**ABOUT THIS EXERCISE**: Which lines run from the one containing "of the stone" to the end of the entries below? Reproduce them exactly, both ends included.

[RECORDS TO USE — start]

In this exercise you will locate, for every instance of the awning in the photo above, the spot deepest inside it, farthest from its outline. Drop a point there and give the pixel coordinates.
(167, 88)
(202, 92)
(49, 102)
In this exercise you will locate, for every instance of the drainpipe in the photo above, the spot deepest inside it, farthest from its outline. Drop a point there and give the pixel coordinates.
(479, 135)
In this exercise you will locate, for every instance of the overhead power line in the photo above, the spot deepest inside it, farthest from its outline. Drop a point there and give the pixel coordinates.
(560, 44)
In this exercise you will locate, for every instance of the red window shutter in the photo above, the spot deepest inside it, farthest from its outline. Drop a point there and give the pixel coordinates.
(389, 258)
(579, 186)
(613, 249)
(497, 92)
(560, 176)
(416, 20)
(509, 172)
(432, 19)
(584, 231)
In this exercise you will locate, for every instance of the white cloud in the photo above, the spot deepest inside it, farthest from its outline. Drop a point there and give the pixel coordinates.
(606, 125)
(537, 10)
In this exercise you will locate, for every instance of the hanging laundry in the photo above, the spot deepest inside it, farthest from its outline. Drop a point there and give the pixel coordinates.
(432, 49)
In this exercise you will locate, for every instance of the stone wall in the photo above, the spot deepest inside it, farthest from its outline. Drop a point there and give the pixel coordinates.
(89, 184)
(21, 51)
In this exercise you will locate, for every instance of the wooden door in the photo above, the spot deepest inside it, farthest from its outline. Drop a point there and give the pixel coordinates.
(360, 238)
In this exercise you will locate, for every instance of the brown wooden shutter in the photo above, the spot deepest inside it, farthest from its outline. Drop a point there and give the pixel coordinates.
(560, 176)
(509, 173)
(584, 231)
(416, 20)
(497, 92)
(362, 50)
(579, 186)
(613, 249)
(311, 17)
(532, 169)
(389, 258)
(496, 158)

[RECORDS TO USE — finish]

**WRITTEN RESPONSE**:
In this exercise you will locate, for every instance of the stone wall in the photo above, the spot deepest inside it, farthest from its outline. Drop a point there and give the pixel coordinates.
(89, 184)
(21, 51)
In this exercise you will locate, for every instance of the wooden door in the photo above, the spot deepest inside it, farthest from its outline. Drop a point there and give the pixel coordinates.
(360, 238)
In this exercise you will locate, for every instance of the brown wooden shutter in the photo above, the spot deepest inside it, farthest from its outline. Drop a point there and give the pixel coordinates.
(560, 176)
(509, 173)
(584, 231)
(416, 20)
(497, 92)
(362, 50)
(579, 186)
(613, 249)
(311, 17)
(532, 169)
(389, 258)
(496, 158)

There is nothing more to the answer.